▶ _What to produce_:
Extract every line of the entries below and reproduce each one without any change.

[Begin Records shown]

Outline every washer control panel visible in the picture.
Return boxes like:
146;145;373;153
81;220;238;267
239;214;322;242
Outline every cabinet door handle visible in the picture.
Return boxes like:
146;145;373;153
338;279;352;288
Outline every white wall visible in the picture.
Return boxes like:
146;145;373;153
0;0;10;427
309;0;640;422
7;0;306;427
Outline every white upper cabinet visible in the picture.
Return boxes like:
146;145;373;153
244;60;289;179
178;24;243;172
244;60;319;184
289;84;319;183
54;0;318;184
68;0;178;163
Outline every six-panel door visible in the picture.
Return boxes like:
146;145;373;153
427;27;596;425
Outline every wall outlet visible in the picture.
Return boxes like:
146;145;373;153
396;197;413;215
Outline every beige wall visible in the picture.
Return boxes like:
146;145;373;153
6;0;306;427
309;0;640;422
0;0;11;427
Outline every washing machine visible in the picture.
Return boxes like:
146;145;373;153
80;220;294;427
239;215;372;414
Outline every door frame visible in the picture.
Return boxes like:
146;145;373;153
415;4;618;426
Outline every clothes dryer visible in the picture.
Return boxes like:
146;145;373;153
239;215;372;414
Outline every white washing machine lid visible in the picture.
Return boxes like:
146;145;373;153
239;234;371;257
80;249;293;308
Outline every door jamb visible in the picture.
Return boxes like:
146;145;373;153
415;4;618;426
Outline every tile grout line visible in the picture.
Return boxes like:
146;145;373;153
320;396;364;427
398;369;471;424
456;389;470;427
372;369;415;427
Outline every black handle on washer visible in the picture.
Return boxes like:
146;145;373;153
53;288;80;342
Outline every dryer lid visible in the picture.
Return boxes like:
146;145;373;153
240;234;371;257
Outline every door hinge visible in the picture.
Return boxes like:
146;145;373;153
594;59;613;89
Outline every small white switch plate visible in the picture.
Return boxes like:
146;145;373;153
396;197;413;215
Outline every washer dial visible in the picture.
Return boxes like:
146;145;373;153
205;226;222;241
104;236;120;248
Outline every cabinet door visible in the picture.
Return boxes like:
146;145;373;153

[End Records shown]

▶ _Written reply_:
Outline every washer control panel visible in the picture.
Return boxes like:
146;145;373;153
81;220;238;267
239;214;322;242
Outline every cabinet door handle visible in the picture.
Return boxes like:
146;145;373;153
338;279;352;288
Outline every white wall visible in the picture.
Return boxes like:
146;145;373;153
0;0;10;427
309;0;640;422
7;0;306;427
Outline every white upper cabinet visible in the picture.
Return boxes like:
146;145;373;153
244;60;289;179
178;24;243;172
244;60;319;184
289;84;319;183
54;0;318;184
68;0;178;163
Outline every six-panel door visible in the picture.
Return boxes like:
146;145;373;153
427;27;596;425
Outline every wall outlet visible in the picture.
Return boxes like:
146;145;373;153
396;197;413;215
Outline every beige wall visible in the picture.
Return boxes like:
146;145;373;153
6;0;306;427
309;0;640;422
0;0;11;427
Outline every washing machine visible in the picture.
Return boxes like:
146;145;373;153
80;220;294;427
239;215;372;414
Outline every door frame visible in the picture.
Return boxes like:
146;145;373;153
415;4;618;426
Outline every clothes dryer visible in the picture.
Return boxes like:
146;145;373;153
239;215;372;414
Outline every white washing machine lid visible in the picture.
Return boxes like:
146;145;373;153
239;234;371;257
80;249;293;308
Outline every door jamb visible in the picture.
Return boxes like:
146;145;373;153
415;4;618;426
Outline every tile grout line visible in the picture.
Return boxes like:
146;145;373;153
320;396;364;427
398;369;471;424
456;389;470;427
372;369;415;427
Outline every black handle on washer visible in the picture.
Return boxes like:
146;145;373;153
53;288;80;342
Outline every dryer lid visible in the picture.
Return boxes like:
146;145;373;153
240;234;371;257
Outline every door hinge visible in the picture.
Return boxes like:
146;145;373;153
594;59;613;89
Outline every small white switch plate visible in the picture.
Return boxes like:
146;145;373;153
396;197;413;215
Outline every washer dial visible in the picture.
Return boxes like:
146;145;373;153
205;226;222;241
104;236;120;248
Outline every cabinet door visible in the picture.
Return boxes like:
146;145;373;153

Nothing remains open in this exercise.